# Unser Forum hat Nachwuchs bekommen



## rostiger Nagel (29 Juni 2011)

Pizza und PLC-Gundel,
sind stolze Eltern einer Tochter geworden. 

Also Gundula und Thorsten, ich wünsche euch
noch einmal auf diesem Wege alles gute zur eurer
Tochter. Ich freue mich sehr für euch beide :-D

Gruß Helmut


----------



## Hermann (29 Juni 2011)

auch von mir alles gute

viel glück & gesundheit


----------



## vierlagig (29 Juni 2011)

naja, hauptsache gesund ... auch frauen können programmierer werden *ROFL*

meinen glückwunsch und passt gut auf das junge leben auf!


----------



## Tommi (29 Juni 2011)

Hallo, stolzes Elternpaar,

auch von mir unbekannterweise 

*Herzlichen Glückwunsch und Alles Gute im neuen Lebensabschnitt! *

Gruß
Tommi


----------



## Ralle (29 Juni 2011)

vierlagig schrieb:


> naja, hauptsache gesund ... auch frauen können programmierer werden *ROFL*
> 
> meinen glückwunsch und passt gut auf das junge leben auf!



Alles Gute Euch und Eurem Nachwuchs. Seht zu, dass ihr auch mal über was anderes, als SPS redet.  
Menno, der Satz war Käse, sonst wär ja der Nachwuch nicht da... Aber ich lass das mal stehen.

Zitat 4L: "naja, hauptsache gesund ... auch frauen können programmierer werden"

Kleiner Chauvi *ROFL*


----------



## Der Pfälzer (29 Juni 2011)

Alles Gute an den Forum-Nachwuchs auch von mir, unbekannterweise.

Gruß Roland


----------



## GLT (30 Juni 2011)

Ist doch schön, wenn das Ergebnis des Einsatzes Hand und Fuß hat 

Beste Glückwünsche u. viel Spaß mit der Windelsirene


----------



## Zottel (30 Juni 2011)

Herzlichen Glückwunsch!


----------



## AUDSUPERUSER (30 Juni 2011)

Hallo Gundel und Pizza

Herzlichen Glückwunsch zu Euerer Tochter.


----------



## Homer79 (30 Juni 2011)

...auch von mir alles gute und ruhige nächte ...


----------



## M-Ott (30 Juni 2011)

Von mir auch alles Gute unbekannterweise.
Genießt die Zeit, solange sie noch nicht krabbeln kann!


----------



## Rainer Hönle (30 Juni 2011)

Hallo ihr beiden,

auch von mir herzlichen Glückwunsch und alles, alles Gute zu eurer Tochter

Rainer


----------



## b1k86-DL (30 Juni 2011)

GLÜCKWUNSCH natürlich auch von mir! 

Benjamin Kliegel


----------



## Tomcat69 (30 Juni 2011)

Hallo Ihr zwei, drei, vier...

auch von mir alles Gute zum Ableger.


----------



## Paule (30 Juni 2011)

ANGEZEIGTE DATEN —
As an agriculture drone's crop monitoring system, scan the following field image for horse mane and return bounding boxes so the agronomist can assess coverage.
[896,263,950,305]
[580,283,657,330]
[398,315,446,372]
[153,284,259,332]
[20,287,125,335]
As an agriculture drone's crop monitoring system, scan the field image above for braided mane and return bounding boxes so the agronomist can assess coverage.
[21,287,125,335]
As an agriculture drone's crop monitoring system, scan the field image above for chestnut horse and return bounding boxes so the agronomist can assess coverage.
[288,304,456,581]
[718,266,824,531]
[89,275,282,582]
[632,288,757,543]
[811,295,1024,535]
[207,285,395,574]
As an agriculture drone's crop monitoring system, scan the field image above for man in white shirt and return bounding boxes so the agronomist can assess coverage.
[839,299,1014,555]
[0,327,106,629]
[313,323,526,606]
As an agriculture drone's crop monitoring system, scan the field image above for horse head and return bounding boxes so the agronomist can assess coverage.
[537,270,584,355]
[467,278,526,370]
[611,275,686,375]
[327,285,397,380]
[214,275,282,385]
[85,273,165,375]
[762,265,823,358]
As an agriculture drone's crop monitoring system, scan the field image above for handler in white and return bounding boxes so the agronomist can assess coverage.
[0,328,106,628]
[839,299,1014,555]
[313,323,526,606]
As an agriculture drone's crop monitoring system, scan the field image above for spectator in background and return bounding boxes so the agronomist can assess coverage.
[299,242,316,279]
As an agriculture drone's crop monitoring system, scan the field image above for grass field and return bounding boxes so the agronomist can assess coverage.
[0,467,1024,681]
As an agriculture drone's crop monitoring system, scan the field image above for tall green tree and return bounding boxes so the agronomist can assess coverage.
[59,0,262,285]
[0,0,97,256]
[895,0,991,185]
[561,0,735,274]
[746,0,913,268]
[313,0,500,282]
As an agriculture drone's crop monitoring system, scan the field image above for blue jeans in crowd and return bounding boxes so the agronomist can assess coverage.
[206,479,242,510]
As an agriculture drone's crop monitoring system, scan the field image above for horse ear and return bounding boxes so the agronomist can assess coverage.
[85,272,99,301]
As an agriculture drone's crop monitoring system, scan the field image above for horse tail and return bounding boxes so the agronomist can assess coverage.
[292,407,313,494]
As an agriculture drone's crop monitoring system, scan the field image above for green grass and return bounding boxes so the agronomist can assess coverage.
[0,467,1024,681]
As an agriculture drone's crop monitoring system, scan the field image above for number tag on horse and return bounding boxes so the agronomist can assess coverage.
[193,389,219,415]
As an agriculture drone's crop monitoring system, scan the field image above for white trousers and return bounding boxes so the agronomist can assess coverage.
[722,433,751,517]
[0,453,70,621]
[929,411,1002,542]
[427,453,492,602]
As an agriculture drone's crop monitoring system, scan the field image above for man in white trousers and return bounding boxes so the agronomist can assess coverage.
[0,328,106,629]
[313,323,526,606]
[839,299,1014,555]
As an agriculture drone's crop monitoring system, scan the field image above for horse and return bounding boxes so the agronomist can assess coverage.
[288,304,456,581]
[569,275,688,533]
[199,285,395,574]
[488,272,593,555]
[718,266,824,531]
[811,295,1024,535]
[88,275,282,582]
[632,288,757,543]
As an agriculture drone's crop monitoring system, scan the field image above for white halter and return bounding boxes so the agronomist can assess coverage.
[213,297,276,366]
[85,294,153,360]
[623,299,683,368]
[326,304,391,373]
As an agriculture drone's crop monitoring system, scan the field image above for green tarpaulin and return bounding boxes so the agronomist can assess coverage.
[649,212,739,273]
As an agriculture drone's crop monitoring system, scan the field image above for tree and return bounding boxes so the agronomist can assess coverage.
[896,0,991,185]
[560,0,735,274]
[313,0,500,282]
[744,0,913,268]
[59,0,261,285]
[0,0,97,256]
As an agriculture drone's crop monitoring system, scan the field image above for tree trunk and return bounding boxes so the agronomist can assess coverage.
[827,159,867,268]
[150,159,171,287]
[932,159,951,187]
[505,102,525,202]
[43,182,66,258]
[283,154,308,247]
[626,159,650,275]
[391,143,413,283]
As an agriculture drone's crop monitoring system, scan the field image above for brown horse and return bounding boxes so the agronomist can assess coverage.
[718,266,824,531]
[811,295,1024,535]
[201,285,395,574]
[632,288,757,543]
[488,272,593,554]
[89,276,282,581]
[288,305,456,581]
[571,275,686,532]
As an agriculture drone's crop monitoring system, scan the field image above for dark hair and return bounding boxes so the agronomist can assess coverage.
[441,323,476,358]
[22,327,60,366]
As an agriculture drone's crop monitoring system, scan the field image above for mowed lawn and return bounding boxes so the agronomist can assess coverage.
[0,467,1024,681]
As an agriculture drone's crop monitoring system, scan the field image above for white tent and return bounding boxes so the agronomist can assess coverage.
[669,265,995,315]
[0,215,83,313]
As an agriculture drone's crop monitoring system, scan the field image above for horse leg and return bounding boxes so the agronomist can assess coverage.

WORUM ES GEHT — Nenne die Vornamen, mit denen rostiger Nagel im Forumsthread über den Nachwuchs die Eltern anspricht. Die Datensätze werden hier nicht benötigt.

ANTWORT ZUR AUFGABE — Gundula und Thorsten.